1. migration detection

# .github/paths-filter-pg-migrations.yml
service_a:
  - 'src/project/service_a/migrations/**'
service_b:
  - 'src/project/service_b/migrations/**'
  - 'src/project/utilities/database.py'

uses dorny/paths-filter@v3 to detect which migrations changed in a PR.

2. cloud run migration jobs

separate jobs for running migrations:

service-a-db-migration-dev
service-a-db-migration-stg
service-b-events-migration-dev
etc.

jobs are updated with new image tag and executed with --wait flag.

3. python migration utilities

# from reference project N's database.py
def alembic_upgrade(database: str, revision: str = "head"):
    """Run alembic upgrades on database"""
    import alembic.command
    alembic.command.upgrade(alembic_config(database), revision)

clean python API for running migrations programmatically.

4. cli commands

# reference project N provides CLI for manual operations
project-cli database upgrade
project-cli database downgrade -r <revision>
project-cli database reset

5. safety mechanisms

migrations run in dedicated jobs (not in app containers)
ALEMBIC_LOCK prevents concurrent execution
global roles updated after migrations complete
separate environments (dev, stg, prod) test migrations before production
deployment fails if migration fails

why this works#

isolation: migrations run in separate containers, not in the app

prevents race conditions between multiple app instances
allows long-running migrations without blocking app startup
easier to debug when migrations fail

ordering: migrations complete before app deployment

ensures schema is ready when app starts
no "app running on old schema" bugs
rollback is automatic (deployment doesn't proceed if migration fails)

- DATA -
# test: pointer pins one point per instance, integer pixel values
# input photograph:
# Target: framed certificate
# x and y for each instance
* * *
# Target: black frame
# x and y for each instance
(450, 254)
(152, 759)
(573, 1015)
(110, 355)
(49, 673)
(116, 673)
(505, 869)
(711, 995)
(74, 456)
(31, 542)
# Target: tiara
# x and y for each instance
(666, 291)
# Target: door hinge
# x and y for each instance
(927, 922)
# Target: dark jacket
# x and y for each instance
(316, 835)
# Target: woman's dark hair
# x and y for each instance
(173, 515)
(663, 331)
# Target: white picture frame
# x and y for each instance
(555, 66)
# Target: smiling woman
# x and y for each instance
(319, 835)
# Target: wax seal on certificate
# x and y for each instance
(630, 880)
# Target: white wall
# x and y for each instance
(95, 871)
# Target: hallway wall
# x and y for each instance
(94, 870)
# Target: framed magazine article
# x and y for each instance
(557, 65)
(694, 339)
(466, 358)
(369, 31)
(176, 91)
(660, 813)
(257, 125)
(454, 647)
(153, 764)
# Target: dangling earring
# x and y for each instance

- TASK SET -
1) Answer these questions using the notes on running database migrations:
(a) Which action is used to detect which migrations changed in a PR?
(b) With what flag are the migration jobs executed?
(c) What prevents concurrent execution of migrations?
2) In the notes on running database migrations, rewrite the part that opens with the words containing "1. migration detection" and closes with "changed in a PR.", changing "service_b" to "service_c".
3) Continue the notes on running database migrations from their last line.

- RESPONSES BY TASK -
1)
(a) dorny/paths-filter@v3
(b) --wait
(c) ALEMBIC_LOCK

2)
1. migration detection

# .github/paths-filter-pg-migrations.yml
service_a:
  - 'src/project/service_a/migrations/**'
service_c:
  - 'src/project/service_c/migrations/**'
  - 'src/project/utilities/database.py'

uses dorny/paths-filter@v3 to detect which migrations changed in a PR.

3)
observability: cloud run jobs provide logs and status

easy to see what migration ran and when
clear failure messages
can re-run jobs manually if needed

automation: zero manual intervention

no SSH required
no human error
consistent across environments

implementation history#

what we tried#

initial approach (broken): bash wrapper script

[deploy]
  release_command = './scripts/migrate.sh'

problem: timed out during VM startup, likely due to script overhead or environment setup issues.

solution: direct command execution

[deploy]
  release_command = "uv run alembic upgrade head"

result: works perfectly. migrations complete in ~3 seconds, no timeouts.

key lesson: fly.io's release_command works reliably when you give it a direct command instead of wrapping it in a shell script. the wrapper script was the problem, not VM resources or timeouts.

current implementation (working ✓)#

fly.toml:

[deploy]
  release_command = "uv run alembic upgrade head"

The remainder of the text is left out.